> **TEXT**
----
It may seem like a no-brainer, but to maximize value during the peak travel season, visit less-frequented destinations over the holidays. Planning a trip across the pond during the holidays is a smart idea for bargain-hunters, since some business class seat fares can be up to 50 percent less at this time of year, Hobica says. Other affordable holiday travel options are business-friendly cities like New York and Toronto. According to Saglie, apart from the top ski destinations across Canada, you can score deep discounts during the weeks surrounding the holidays, thanks to lower demand and the strength of the U.S. dollar.
(Getty Images)

Consider cashing in those rewards points.
The busy holiday travel season is a strategic time to redeem your rewards points and miles for a couple of reasons. First, by booking an award seat now, you can ensure availability, Spagnola explains, as many programs, including Southwest Rapid Rewards, JetBlue TrueBlue and Virgin America Elevate, do not impose blackout dates. Second, you can count on lucrative loyalty perks that you would have to pay for otherwise, such as priority boarding, expedited security screenings and checked baggage fees, Saglie says.
----
> **EXERCISE DATA**
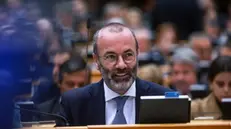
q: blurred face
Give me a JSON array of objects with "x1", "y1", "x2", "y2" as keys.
[
  {"x1": 192, "y1": 38, "x2": 212, "y2": 60},
  {"x1": 171, "y1": 63, "x2": 197, "y2": 94},
  {"x1": 205, "y1": 25, "x2": 219, "y2": 39},
  {"x1": 157, "y1": 28, "x2": 176, "y2": 55},
  {"x1": 211, "y1": 72, "x2": 231, "y2": 101},
  {"x1": 7, "y1": 0, "x2": 21, "y2": 8},
  {"x1": 94, "y1": 28, "x2": 138, "y2": 94},
  {"x1": 127, "y1": 11, "x2": 141, "y2": 28},
  {"x1": 53, "y1": 52, "x2": 70, "y2": 82},
  {"x1": 220, "y1": 47, "x2": 231, "y2": 56},
  {"x1": 60, "y1": 70, "x2": 87, "y2": 93}
]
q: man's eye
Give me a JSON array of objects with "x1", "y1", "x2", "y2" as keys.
[
  {"x1": 106, "y1": 55, "x2": 116, "y2": 61},
  {"x1": 125, "y1": 52, "x2": 133, "y2": 57}
]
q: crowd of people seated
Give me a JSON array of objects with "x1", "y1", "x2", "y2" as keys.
[{"x1": 0, "y1": 0, "x2": 231, "y2": 127}]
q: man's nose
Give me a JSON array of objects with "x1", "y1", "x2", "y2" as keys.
[
  {"x1": 224, "y1": 86, "x2": 229, "y2": 94},
  {"x1": 116, "y1": 56, "x2": 127, "y2": 69},
  {"x1": 176, "y1": 73, "x2": 184, "y2": 80}
]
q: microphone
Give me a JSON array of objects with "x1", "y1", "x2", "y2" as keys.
[
  {"x1": 87, "y1": 17, "x2": 91, "y2": 29},
  {"x1": 14, "y1": 107, "x2": 70, "y2": 126}
]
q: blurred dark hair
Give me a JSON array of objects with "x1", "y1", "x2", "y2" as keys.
[
  {"x1": 208, "y1": 56, "x2": 231, "y2": 82},
  {"x1": 59, "y1": 55, "x2": 90, "y2": 82}
]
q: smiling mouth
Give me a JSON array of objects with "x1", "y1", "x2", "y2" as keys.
[{"x1": 114, "y1": 73, "x2": 129, "y2": 80}]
----
> **STATED TASK 1**
From the holiday travel text, extract the passage from "It may seem" to "the U.S. dollar.".
> **STATED TASK 2**
Copy the entries word for word, from the line with "q: smiling mouth" through the final line of the entries.

> **RESULT 1**
It may seem like a no-brainer, but to maximize value during the peak travel season, visit less-frequented destinations over the holidays. Planning a trip across the pond during the holidays is a smart idea for bargain-hunters, since some business class seat fares can be up to 50 percent less at this time of year, Hobica says. Other affordable holiday travel options are business-friendly cities like New York and Toronto. According to Saglie, apart from the top ski destinations across Canada, you can score deep discounts during the weeks surrounding the holidays, thanks to lower demand and the strength of the U.S. dollar.

> **RESULT 2**
q: smiling mouth
Give me a JSON array of objects with "x1", "y1", "x2", "y2" as keys.
[{"x1": 114, "y1": 73, "x2": 129, "y2": 80}]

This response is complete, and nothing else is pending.